* [Reading text]:
──────────────────────────────

Helen Prejean, an advocate for the abolition of death penalty called Williams' execution a "horrible injustice."
She pointed out that it happened despite the prosecutors and Williams reaching an agreement allowing him to enter a new, no-contest plea to first-degree murder in exchange for life in prison sentence without parole which was supported by the victim's family.
Witness statements as death traps
Williams was charged with the murder of Gayle solely based on witness statements: a testimony by one of his jail mates, statement from his ex-girlfriend whom he had reportedly dated for a brief period and another witness who testified that Williams had sold him the laptop which was found missing from Gayle's house after the attack.
Both the jail house witness and Williams' ex-girlfriend were known fabricators, pointed out the Innocence Project adding that the duo's statements were based on information that was included in media accounts about the case or already known to the police.
On the other hand, the crime scene was filled with DNA evidences, which when tested proved to be in favour of Williams, raising doubts regrading his incrimination.

──────────────────────────────

* [Data extract]:
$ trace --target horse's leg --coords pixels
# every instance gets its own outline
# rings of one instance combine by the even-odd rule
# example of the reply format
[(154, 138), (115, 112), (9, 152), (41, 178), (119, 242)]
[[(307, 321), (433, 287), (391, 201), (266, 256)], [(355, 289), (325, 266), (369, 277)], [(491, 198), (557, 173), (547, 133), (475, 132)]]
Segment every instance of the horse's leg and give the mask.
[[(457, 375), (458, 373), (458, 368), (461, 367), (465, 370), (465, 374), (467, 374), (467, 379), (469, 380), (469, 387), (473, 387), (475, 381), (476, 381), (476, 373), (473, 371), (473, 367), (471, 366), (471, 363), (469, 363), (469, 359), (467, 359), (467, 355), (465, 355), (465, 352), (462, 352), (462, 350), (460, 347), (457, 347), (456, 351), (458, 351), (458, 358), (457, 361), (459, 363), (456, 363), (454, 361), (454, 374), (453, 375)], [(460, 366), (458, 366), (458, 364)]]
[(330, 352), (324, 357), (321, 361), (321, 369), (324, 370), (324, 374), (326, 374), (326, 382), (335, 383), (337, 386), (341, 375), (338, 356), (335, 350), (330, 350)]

──────────────────────────────

* [Directions for this task]: According to the text about Williams' execution, what did the agreement between the prosecutors and Williams allow him to do? Please answer in one sentence. Use only the text to answer.

* [Exercise result]: It allowed him to enter a new, no-contest plea to first-degree murder in exchange for a sentence of life in prison without parole.